■ Excerpt to read ■
+===+
1. "Whatever you hate in life will torture you for all eternity in Hell."The Sunday school teacher for 3rd and 4th graders at the church we attended in Troy, Michigan was kind of a creepy lady (in fact, half of these lame lessons come from her weird, twisted little brain). She taught us a lot of strange stuff, stuff that certainly added fuel to my just blossoming obsessive compulsive tendencies. I will never forget this lesson in terror. It was suggested that if we hated spiders, truly one of God's most loathsome creations, fostered this hatred until the day we passed from this Earth, then we would find ourselves in Hell, being forever plagued by a constant barrage of arachnids. By middle school I was starting to figure out that this little tid-bit was probably bullshit and began joking that I hated naked ladies with colossal boobs.

2. The same whack-job that warned us of the repercussions of a lifetime of spider intolerance, also shared with us this bit of wisdom: "You must love Jesus more than you love your parents." She made it sound easy as chocolate chess pie: "Hey, kids, love this guy you've never seen more than the people who drive you to your swimming lessons at the YMCA, give you Christmas presents, and feed, clothe, and shelter you. Love him more than the dad who creates amazingly exciting bedtime stories for you and your sister every night and the mom who pulls splinters out of your fingers and once a week makes that delicious Mexican dip you love for dinner." The moment I heard this, I flatly refused. Jesus was going to get love, don't get me wrong, but not more than my parents. As a third grader I would've been devestated to hear if my parents loved Jesus more than me.
3. "Never allow your thoughts to grow idle--that's when the Devil gets in."
This Sunday school lesson fucked me up big time! I heard this and was completely freaked out. "The Devil's gonna get in my head and make me do things--bad things," I thought. I made sure my mind was running at all times, which led to one of my still thriving quirks: counting. I've gotten slightly better over the years, but back in the day, if I let my thoughts slow down for a second, I thought I was in danger of a visit from Satan himself. So I counted words in my head and by high school, though I'd stopped worrying about the Devil, the counting process would sometimes drive me crazy. I didn't even spend the time fending off idle thoughts with reflections on God or whatever crazy bullshit had been crammed into my brain at Sunday school, which I'm sure is what this teacher (who is a menace to society--my only hope is she has been stopped by now) meant when she gave us her warning.
+===+
■ Brief ■
In the piece on Sunday school lessons, what is the stretch from "This Sunday school" through "us her warning."? Extract it word for word. You won't need the items to complete this.

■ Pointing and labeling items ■
+===+
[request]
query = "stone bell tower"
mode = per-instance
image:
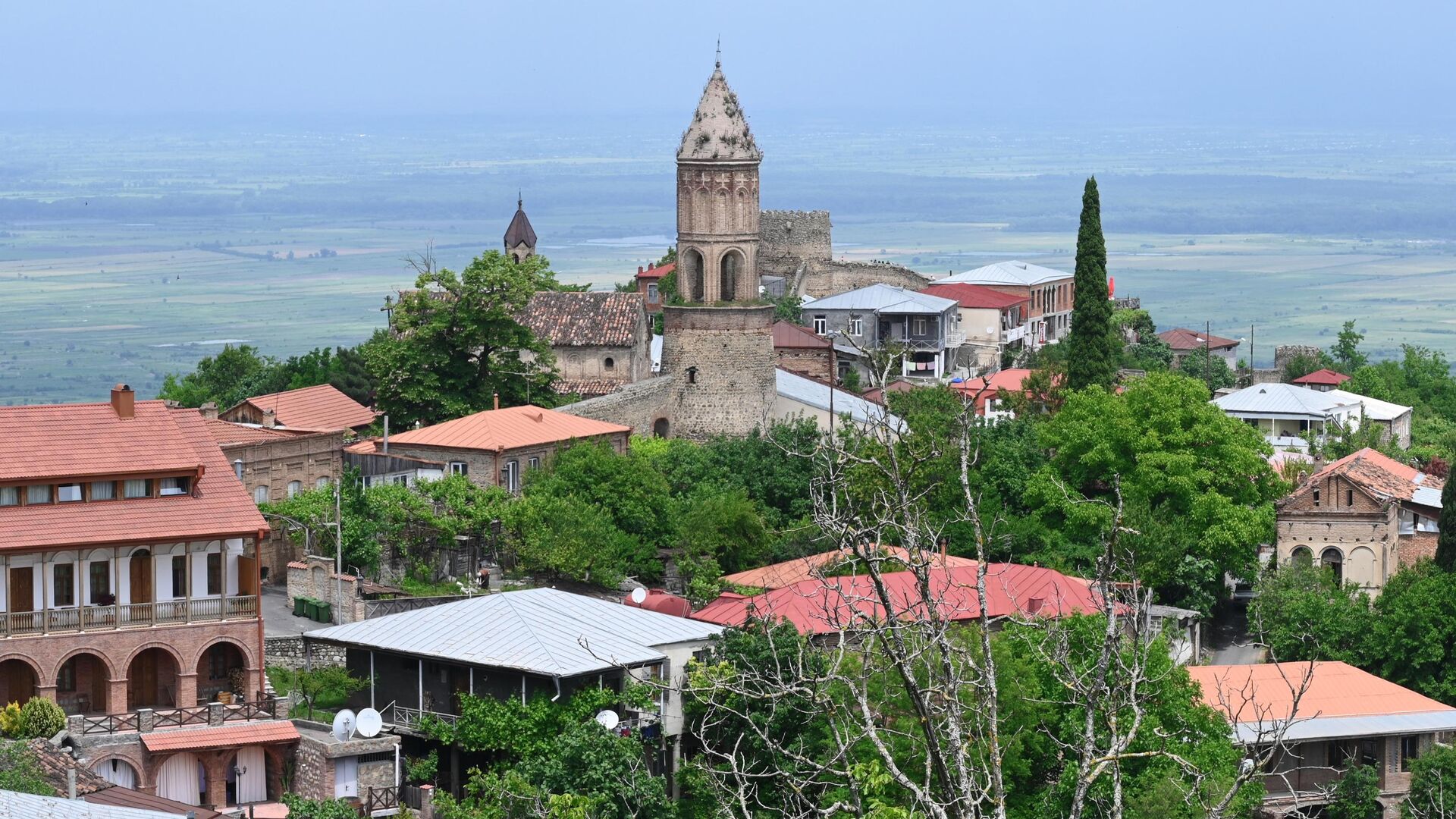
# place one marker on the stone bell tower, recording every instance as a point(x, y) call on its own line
point(718, 202)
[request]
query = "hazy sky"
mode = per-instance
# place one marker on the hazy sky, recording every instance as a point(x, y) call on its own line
point(1283, 61)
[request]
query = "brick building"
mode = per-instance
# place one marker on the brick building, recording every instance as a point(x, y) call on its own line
point(1365, 516)
point(128, 580)
point(497, 447)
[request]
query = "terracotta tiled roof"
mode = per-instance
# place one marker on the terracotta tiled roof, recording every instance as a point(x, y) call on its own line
point(1324, 378)
point(789, 334)
point(585, 319)
point(845, 604)
point(73, 441)
point(1334, 689)
point(657, 271)
point(507, 428)
point(585, 388)
point(1181, 338)
point(810, 567)
point(316, 409)
point(237, 735)
point(976, 295)
point(218, 506)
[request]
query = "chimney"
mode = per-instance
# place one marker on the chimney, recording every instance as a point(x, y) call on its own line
point(124, 401)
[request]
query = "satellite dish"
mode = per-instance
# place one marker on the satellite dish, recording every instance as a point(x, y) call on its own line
point(344, 725)
point(369, 722)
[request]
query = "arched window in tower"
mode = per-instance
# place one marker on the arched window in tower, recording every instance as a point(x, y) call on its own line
point(692, 283)
point(728, 273)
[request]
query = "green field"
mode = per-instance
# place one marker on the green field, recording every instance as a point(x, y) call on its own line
point(131, 253)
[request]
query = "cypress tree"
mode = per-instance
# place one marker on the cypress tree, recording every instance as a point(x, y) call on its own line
point(1090, 344)
point(1446, 539)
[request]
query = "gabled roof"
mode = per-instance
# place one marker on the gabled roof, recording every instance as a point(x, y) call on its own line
point(513, 428)
point(718, 129)
point(520, 231)
point(1334, 700)
point(1008, 273)
point(1282, 400)
point(817, 394)
point(884, 299)
point(788, 334)
point(218, 506)
point(810, 567)
point(1323, 378)
point(1370, 407)
point(976, 295)
point(584, 319)
point(845, 604)
point(542, 632)
point(1381, 477)
point(1185, 340)
point(313, 409)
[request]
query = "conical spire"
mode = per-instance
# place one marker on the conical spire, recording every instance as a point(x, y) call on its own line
point(718, 129)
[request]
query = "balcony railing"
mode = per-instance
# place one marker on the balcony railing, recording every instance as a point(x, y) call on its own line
point(131, 615)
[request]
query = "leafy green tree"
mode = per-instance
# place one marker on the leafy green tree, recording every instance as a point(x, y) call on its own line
point(1446, 539)
point(456, 343)
point(1356, 795)
point(1091, 341)
point(1346, 350)
point(1304, 614)
point(1433, 784)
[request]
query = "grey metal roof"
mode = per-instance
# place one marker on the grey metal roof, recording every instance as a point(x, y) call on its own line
point(542, 632)
point(886, 299)
point(15, 805)
point(816, 394)
point(1282, 398)
point(1335, 727)
point(1008, 273)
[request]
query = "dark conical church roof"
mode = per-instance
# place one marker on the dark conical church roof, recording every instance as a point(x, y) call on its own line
point(520, 229)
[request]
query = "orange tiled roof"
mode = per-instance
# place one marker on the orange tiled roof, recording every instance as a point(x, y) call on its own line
point(318, 409)
point(221, 736)
point(507, 428)
point(810, 567)
point(218, 507)
point(1335, 689)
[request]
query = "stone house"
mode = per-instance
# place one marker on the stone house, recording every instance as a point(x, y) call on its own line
point(1327, 714)
point(601, 340)
point(1049, 293)
point(1365, 516)
point(990, 321)
point(128, 580)
point(497, 447)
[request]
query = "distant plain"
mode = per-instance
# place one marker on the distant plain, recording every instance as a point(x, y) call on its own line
point(130, 249)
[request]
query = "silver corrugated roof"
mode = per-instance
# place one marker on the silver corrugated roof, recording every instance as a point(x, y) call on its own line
point(539, 630)
point(1008, 273)
point(15, 805)
point(1282, 398)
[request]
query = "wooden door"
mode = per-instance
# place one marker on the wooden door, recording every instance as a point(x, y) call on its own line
point(22, 589)
point(142, 577)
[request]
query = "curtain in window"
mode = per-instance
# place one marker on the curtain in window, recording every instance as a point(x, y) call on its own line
point(253, 783)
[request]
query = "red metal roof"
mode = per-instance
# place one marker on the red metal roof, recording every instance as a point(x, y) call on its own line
point(839, 604)
point(218, 506)
point(789, 334)
point(507, 428)
point(976, 295)
point(316, 409)
point(221, 736)
point(1323, 378)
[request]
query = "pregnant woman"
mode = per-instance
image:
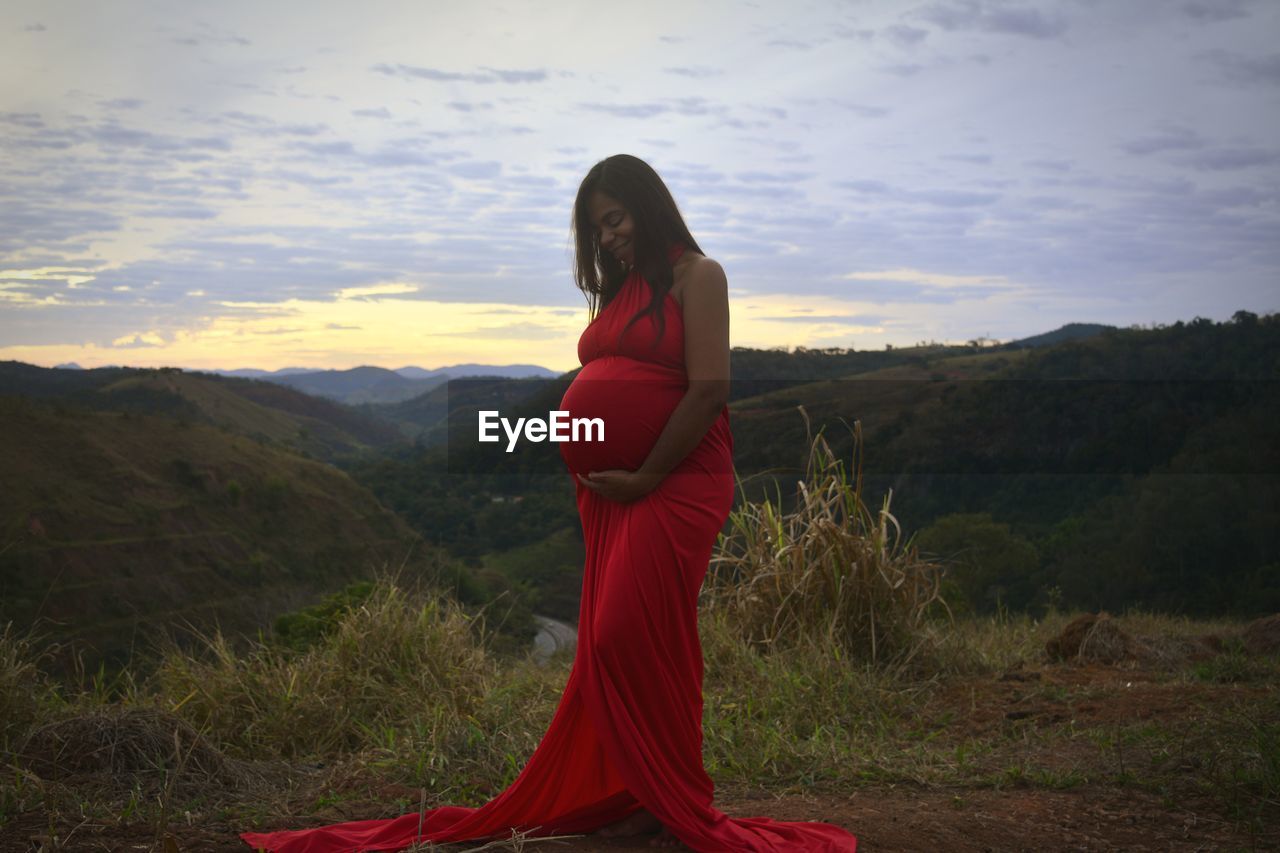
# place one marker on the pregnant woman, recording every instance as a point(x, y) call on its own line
point(622, 755)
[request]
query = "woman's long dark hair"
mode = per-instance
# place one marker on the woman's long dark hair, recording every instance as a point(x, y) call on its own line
point(656, 226)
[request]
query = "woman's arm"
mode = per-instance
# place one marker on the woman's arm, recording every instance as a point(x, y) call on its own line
point(705, 314)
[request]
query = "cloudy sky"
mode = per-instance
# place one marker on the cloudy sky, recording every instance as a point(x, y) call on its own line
point(333, 183)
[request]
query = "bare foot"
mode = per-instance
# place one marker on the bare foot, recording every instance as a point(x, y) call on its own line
point(641, 822)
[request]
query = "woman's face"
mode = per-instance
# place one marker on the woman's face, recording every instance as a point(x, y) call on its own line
point(612, 226)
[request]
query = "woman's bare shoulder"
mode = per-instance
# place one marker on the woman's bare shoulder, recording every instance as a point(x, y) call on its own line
point(695, 270)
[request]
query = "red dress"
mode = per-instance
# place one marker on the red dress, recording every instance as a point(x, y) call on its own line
point(627, 730)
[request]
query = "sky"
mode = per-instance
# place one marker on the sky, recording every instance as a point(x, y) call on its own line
point(330, 185)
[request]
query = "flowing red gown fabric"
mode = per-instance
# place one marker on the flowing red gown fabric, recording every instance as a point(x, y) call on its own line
point(627, 730)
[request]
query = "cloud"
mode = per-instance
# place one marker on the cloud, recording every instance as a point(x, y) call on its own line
point(483, 76)
point(138, 340)
point(841, 319)
point(904, 35)
point(1242, 69)
point(679, 105)
point(696, 72)
point(987, 17)
point(1175, 138)
point(933, 197)
point(1232, 159)
point(1215, 10)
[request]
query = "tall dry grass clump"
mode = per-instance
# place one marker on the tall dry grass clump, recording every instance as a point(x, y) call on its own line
point(830, 573)
point(398, 656)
+===+
■ Answer to the task ■
This Sunday school lesson fucked me up big time! I heard this and was completely freaked out. "The Devil's gonna get in my head and make me do things--bad things," I thought. I made sure my mind was running at all times, which led to one of my still thriving quirks: counting. I've gotten slightly better over the years, but back in the day, if I let my thoughts slow down for a second, I thought I was in danger of a visit from Satan himself. So I counted words in my head and by high school, though I'd stopped worrying about the Devil, the counting process would sometimes drive me crazy. I didn't even spend the time fending off idle thoughts with reflections on God or whatever crazy bullshit had been crammed into my brain at Sunday school, which I'm sure is what this teacher (who is a menace to society--my only hope is she has been stopped by now) meant when she gave us her warning.